Work to complete: In the blog entries below, why does the writer say that being fully present in one conversation was not a blessing to everyone? Answer in one to three sentences.

The other is always valued
January 29, 2007A couple months ago I prayed that God would show me what it meant to be fully present with someone else. I wanted to invest so deeply in them that I was not distracted by anything else around me or any strange thoughts running through my head. While I can’t say I was fully present, I did experience a conversation where I was very deeply present and not distracted. I focused on the other person and the conversation we were a part of very intently in spite of many other things going on around me. It was a wonderful experience, and a time of connection that I will never forget.
I learned another lesson that day though. While my choice to be fully present was a blessing to the person I engaged with it didn’t have that same effect for others. My choice to engage in one conversation meant I neglected other things. My actions hurt and offended someone I care deeply about. I broke that person’s trust.
Our actions and in-actions affect those around us. When we choose something we are not choosing other things.
“As spiritual leaders, we are called to serve those that have been entrusted to us. Leadership in God’s kingdom is always about a downward rising. We are also called to clothe ourselves with humility. We are to relate to one another in such a way that the other is always valued above ourselves. Imagine a world where everyone competed to out-serve the other.” (Uprising by Erwin Raphael McManus, 46)
This quote leaves me to question how I reach beyond myself and my own selfish ways to value others. What am I willing to risk, give up, share, do? Do I give to others how I am most comfortable giving, or do I give in the best way for them to receive? Is my life about humilty and rising downward, or selfishness and conceit? Can I imagine a world where we competed to out-serve? If I can imagine it am I willing to try to live that way?

Sabbath is not a “day off”
January 29, 2007“As Eugene Peterson has often pointed out, Sabbath is not a “day off” to catch your breath, it’s about completely reorienting your thinking. Sabbath means entering into God’s grace and God’s story and God’s ryhthms in ways that will not prepare you to reenter the rat race but that will make you exit the rat race for good. Truly to recognize Sabbath for what God intended is to change your life every day. To use the Sabbath as a launching pad for the same old destructive routines of busyness is to profane the Sabbath. The secular “weekend” is for recharging your batteries; the Sabbath is for trnsforming your mind.” (Proclaim the Wonder by Scott Hoezee, 217)
Did you know the Sabbath is about more than just rest. Exodus 20 does speak of rest, but Deuteronomy 5:15 speaks of rembering and redemption.
“Remember that you were slaves in Egypt and that the LORD your God brought you out of there with a mighty hand and an outstretched arm. Therefore the LORD your God has commanded you to observe the Sabbath day.”
If Sabbath is to be more than a day off to rest, what is its purpose? How would our lives be affected if we really both understood and practiced Sabbath? How can you incorporate remembering God’s faithfulness and redemption into your Sabbath?

Story of redemption
January 27, 2007I just finished watching Seabiscuit. It is one of my favorite movies. Not because of the horses or the racing, although the horses are magnificent, but because it is such an amazing story of healing and redemption. It isn’t a story about a horse, but about how we are connected and only through being in relationship together are we able to find real healing.
Do you realize you are a broken person? Do you need others? Do others need you? How are you connecting with others today? Will your life be a story of healing and redemption?

Only the physical?
January 27, 2007I was thinking about the table of balance and integrity I shared about a couple days ago. It involves physical, mental, emotional, and spiritual legs. This week has been overwhelming for me in hearing about the physical needs of those around me. Many people have health issues, or time related demands. They are struggling through how to keep that portion of their life in balance. What about the mental, emotional, and spiritual needs though?

Records provided:

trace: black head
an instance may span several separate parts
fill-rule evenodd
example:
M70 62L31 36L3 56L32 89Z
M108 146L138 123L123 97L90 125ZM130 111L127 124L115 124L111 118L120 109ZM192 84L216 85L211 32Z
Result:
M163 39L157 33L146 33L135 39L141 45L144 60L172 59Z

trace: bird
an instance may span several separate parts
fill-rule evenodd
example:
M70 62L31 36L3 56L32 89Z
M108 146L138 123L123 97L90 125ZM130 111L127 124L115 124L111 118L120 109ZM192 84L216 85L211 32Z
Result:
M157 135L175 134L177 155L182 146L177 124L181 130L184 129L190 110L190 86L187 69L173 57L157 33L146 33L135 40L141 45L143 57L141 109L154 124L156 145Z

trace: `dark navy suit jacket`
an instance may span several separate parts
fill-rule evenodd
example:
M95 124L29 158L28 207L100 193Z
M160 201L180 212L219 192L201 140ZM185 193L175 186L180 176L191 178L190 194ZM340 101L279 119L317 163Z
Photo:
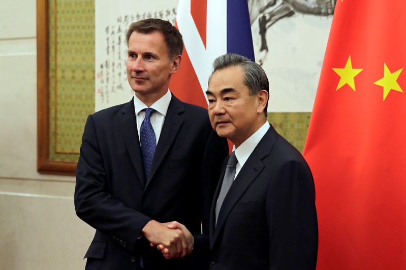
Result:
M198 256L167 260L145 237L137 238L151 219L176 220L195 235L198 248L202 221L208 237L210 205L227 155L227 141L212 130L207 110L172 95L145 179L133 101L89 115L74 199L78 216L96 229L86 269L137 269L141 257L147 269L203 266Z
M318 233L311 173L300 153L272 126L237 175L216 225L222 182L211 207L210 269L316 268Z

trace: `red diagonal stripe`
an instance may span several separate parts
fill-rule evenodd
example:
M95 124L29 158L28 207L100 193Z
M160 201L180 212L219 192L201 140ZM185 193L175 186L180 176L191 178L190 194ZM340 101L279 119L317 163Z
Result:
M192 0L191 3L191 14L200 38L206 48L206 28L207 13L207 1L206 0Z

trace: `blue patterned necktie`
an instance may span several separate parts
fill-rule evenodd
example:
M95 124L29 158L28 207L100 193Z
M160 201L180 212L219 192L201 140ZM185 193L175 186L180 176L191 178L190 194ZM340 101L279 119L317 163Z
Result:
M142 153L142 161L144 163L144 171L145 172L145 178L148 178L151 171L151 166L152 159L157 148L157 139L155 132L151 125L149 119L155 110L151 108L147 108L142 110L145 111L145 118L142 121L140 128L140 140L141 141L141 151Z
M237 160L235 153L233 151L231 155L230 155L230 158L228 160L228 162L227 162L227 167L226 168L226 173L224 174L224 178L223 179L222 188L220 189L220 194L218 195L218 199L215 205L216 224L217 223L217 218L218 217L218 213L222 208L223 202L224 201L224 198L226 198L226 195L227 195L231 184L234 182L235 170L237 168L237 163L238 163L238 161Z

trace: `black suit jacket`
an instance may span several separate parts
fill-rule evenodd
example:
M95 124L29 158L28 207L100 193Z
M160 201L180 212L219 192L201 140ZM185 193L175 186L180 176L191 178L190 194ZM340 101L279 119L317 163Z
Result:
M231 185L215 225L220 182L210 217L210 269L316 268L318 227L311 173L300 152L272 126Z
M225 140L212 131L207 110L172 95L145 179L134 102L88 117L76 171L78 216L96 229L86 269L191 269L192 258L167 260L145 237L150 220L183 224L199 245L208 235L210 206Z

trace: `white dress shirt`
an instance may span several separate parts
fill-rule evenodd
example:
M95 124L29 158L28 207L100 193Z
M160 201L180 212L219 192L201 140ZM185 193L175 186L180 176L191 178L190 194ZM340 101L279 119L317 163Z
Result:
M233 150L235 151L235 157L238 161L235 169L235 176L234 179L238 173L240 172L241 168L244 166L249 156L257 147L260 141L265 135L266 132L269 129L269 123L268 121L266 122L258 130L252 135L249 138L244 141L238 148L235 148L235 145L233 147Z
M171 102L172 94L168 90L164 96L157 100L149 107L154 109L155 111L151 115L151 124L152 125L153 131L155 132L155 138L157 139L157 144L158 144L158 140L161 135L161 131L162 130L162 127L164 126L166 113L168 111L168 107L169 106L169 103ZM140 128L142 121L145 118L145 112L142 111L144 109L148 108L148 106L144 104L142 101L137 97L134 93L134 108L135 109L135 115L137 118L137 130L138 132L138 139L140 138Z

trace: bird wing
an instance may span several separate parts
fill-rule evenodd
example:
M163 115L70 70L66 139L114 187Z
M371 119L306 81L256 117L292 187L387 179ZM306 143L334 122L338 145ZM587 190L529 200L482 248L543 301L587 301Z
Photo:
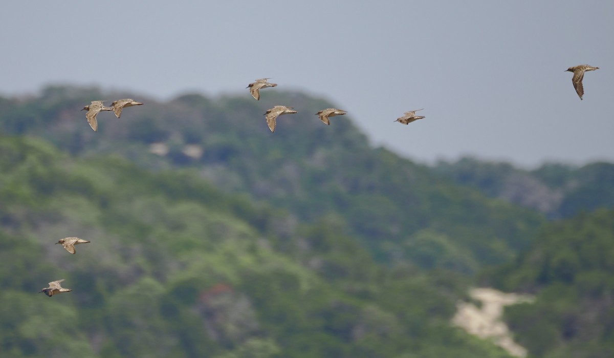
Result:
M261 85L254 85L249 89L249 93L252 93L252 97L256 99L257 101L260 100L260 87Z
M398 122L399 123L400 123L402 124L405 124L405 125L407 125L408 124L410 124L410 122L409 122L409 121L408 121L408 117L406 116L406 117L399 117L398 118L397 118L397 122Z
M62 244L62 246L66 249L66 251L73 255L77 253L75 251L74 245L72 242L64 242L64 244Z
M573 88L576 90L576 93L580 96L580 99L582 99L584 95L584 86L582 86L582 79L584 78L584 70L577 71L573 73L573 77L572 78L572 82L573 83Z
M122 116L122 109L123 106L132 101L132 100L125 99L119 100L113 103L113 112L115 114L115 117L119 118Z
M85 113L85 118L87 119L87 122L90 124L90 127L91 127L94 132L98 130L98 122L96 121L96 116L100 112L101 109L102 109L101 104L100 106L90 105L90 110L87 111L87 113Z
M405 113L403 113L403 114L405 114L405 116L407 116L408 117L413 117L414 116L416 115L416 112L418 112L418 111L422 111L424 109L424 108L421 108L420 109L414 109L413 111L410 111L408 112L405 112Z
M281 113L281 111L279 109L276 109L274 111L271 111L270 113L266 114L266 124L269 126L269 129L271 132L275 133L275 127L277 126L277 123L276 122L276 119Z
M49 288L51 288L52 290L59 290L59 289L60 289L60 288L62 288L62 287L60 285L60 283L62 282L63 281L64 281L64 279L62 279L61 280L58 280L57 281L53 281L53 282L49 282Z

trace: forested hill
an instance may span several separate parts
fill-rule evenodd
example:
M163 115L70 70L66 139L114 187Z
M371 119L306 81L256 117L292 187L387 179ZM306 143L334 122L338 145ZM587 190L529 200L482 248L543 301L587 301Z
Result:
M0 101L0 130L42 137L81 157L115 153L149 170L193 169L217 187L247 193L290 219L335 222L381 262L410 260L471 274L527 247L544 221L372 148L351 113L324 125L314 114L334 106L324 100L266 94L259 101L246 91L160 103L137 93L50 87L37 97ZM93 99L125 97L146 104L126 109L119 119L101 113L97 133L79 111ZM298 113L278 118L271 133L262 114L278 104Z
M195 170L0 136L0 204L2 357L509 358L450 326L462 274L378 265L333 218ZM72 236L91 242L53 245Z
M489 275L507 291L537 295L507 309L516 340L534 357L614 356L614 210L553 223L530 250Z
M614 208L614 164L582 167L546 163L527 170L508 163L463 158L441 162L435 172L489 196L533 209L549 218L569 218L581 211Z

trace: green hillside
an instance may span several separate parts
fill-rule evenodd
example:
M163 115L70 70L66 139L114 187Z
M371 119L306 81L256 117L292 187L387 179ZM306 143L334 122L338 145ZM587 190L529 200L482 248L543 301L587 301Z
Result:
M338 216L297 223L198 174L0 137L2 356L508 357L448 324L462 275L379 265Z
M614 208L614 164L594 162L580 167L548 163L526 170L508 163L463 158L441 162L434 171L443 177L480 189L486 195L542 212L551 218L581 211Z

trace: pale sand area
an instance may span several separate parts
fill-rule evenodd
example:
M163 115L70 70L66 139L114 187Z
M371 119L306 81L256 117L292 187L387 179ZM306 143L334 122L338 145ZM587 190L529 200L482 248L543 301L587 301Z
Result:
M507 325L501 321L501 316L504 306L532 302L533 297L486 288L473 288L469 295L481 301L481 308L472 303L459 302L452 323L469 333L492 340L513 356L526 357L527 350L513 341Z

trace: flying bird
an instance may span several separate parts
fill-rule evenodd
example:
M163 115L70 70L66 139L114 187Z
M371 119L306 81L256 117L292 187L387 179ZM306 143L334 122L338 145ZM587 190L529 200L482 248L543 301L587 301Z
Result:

Task output: Choosing to engage in that one conversation meant that the writer neglected other things. Those actions hurt and offended someone the writer cares deeply about and broke that person's trust.